Reproduce the data exactly.

(Items from a data source)
========================================================================
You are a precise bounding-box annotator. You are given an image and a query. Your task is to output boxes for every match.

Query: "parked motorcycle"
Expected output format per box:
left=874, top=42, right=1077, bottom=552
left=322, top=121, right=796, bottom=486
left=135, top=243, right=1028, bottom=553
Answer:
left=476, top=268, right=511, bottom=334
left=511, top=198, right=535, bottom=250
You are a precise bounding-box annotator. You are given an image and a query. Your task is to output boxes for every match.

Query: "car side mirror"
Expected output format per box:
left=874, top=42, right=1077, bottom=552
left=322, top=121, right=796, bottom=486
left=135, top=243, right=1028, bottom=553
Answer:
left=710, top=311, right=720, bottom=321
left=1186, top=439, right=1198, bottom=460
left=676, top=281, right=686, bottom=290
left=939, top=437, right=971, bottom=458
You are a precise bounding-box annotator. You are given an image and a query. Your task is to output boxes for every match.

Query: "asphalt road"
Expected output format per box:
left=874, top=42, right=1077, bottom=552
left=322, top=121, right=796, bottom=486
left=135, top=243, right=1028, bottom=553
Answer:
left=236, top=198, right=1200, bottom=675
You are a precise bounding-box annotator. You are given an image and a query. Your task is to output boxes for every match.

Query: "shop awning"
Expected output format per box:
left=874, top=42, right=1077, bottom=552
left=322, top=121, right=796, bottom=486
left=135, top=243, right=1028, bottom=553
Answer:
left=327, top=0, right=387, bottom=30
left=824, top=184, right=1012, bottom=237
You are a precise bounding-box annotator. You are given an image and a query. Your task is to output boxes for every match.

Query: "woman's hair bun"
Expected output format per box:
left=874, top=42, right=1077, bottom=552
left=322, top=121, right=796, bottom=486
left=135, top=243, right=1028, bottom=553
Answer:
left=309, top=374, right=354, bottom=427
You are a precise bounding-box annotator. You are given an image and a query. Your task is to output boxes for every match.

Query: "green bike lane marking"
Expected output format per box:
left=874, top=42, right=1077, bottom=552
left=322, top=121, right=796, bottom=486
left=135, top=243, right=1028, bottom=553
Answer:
========================================================================
* _Response_
You are a precise bounding-box annotator. You are given an image and a query. Your task is to output boxes for every match.

Query: "parked motorcycle"
Expected output format per box:
left=874, top=42, right=1077, bottom=552
left=322, top=121, right=796, bottom=486
left=135, top=243, right=1028, bottom=553
Answer:
left=476, top=268, right=511, bottom=334
left=511, top=198, right=535, bottom=250
You are a precise bounding-box annotator. You are given an image and a query. Your task is to output boxes for every match.

Query: "car side mirror"
Expected output format per box:
left=874, top=42, right=1077, bottom=552
left=322, top=121, right=796, bottom=486
left=135, top=243, right=1028, bottom=553
Answer:
left=710, top=311, right=720, bottom=321
left=1186, top=439, right=1198, bottom=460
left=676, top=281, right=686, bottom=290
left=939, top=437, right=971, bottom=458
You are a precise bounding-box annotator. You are given an image and a query. Your task is to output boxes for every match.

Query: "asphalt road"
Expected output format per box:
left=874, top=42, right=1077, bottom=552
left=322, top=121, right=796, bottom=486
left=135, top=243, right=1028, bottom=553
Answer:
left=236, top=198, right=1200, bottom=675
You are a precise bounding-box annotator. You are given an image and a query. Your task is to output boxes for every match.

Query: "shop awning"
Expected output format per box:
left=874, top=42, right=1077, bottom=552
left=322, top=121, right=796, bottom=486
left=135, top=243, right=1028, bottom=553
Answer:
left=327, top=0, right=387, bottom=30
left=824, top=184, right=1012, bottom=237
You are a precise bounding-box annotator. You are given an image and a query. Your task is to output boxes for every match.

Query: "woman's hair bun"
Expected output format per box:
left=874, top=42, right=1077, bottom=552
left=322, top=121, right=796, bottom=486
left=135, top=243, right=1028, bottom=553
Answer:
left=309, top=374, right=354, bottom=427
You are a precise bounding-box annotator. You are given an image and a query. Your task is to output boxes for every match.

Query: "green bike lane marking"
Expected output format per box:
left=874, top=42, right=1077, bottom=552
left=322, top=121, right=796, bottom=486
left=135, top=243, right=1028, bottom=553
Answer:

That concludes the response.